◆ **Geselecteerd fragment**:
┌──
Studiegebonden

Dyscalculie in de kinderschoenen

Dyscalculie… Getallen die rondzweven, getallen omdraaien en een plus aanzien voor een keer-teken? Het lijkt een synoniem voor “rekenproblemen”, maar ik kan je vertellen dat dat niet helemaal klopt. Het is een begrip dat we steeds vaker om ons heen horen. Misschien heb je erover gelezen tijdens je studie, misschien heb je het een keer horen vallen tijdens een lezing of je hebt er nog nooit van gehoord. Vandaag nemen we een kijkje in de wereld van een jongere met dyscalculie!

Eerst wat algemene kennis uit de boekjes. Dyscalculie draait voornamelijk om structureren en ordenen. Dit heb je nodig bij wiskunde en rekenen, maar ook bij alledaagse taken zoals sporten en je kamer opruimen. Je kunt je wel voorstellen dat dyscalculie dus niet alleen in de wiskundeboeken speelt. Dat komt doordat waar bij dyslexie twee gedeeltes in de hersenen verkeerd ‘geprogrammeerd’ zijn, het er bij dyscalculie maar liefst vier zijn. Ofwel: vier delen van de hersenen communiceren slecht met elkaar. Veel scholen realiseren zich helaas niet dat gemiddeld één à twee kinderen per groep deze handicap hebben.

Vervolgens het interview met een jongere die al een tijd kampt met dyscalculie. Zij zit nu in de vijfde van de havo en is gediagnostiseerd in groep 8.
└──
(Items uit een dataset)
┌──
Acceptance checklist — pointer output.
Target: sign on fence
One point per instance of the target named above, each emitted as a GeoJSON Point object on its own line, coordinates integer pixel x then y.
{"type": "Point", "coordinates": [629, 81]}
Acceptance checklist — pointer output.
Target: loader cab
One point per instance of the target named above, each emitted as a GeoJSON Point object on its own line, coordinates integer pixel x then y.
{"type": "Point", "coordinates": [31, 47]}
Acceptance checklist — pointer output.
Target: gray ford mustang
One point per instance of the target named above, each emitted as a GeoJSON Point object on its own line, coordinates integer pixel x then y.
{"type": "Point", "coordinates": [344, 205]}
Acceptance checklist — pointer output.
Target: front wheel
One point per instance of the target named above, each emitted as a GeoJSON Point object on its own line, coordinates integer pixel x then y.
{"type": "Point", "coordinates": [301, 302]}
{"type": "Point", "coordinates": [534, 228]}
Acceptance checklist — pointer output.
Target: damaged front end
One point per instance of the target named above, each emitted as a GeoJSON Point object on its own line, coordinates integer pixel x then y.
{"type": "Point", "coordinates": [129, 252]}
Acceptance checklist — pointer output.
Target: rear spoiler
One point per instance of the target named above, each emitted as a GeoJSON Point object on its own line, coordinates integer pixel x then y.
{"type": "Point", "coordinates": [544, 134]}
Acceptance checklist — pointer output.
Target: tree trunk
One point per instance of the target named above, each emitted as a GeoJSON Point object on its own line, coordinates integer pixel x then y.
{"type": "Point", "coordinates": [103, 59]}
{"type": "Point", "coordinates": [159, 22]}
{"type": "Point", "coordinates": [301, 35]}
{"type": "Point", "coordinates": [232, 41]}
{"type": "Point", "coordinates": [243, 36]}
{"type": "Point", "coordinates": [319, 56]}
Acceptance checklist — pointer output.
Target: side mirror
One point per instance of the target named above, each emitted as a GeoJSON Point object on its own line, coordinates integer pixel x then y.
└──
◆ **Uw opdracht**: Neem uit het fragment over dyscalculie de passage van "Dyscalculie in de" tot en met "jongere met dyscalculie!" letterlijk over. Deze gegevens houden geen verband met het fragment.

◆ **Oplossing**:
Dyscalculie in de kinderschoenen

Dyscalculie… Getallen die rondzweven, getallen omdraaien en een plus aanzien voor een keer-teken? Het lijkt een synoniem voor “rekenproblemen”, maar ik kan je vertellen dat dat niet helemaal klopt. Het is een begrip dat we steeds vaker om ons heen horen. Misschien heb je erover gelezen tijdens je studie, misschien heb je het een keer horen vallen tijdens een lezing of je hebt er nog nooit van gehoord. Vandaag nemen we een kijkje in de wereld van een jongere met dyscalculie!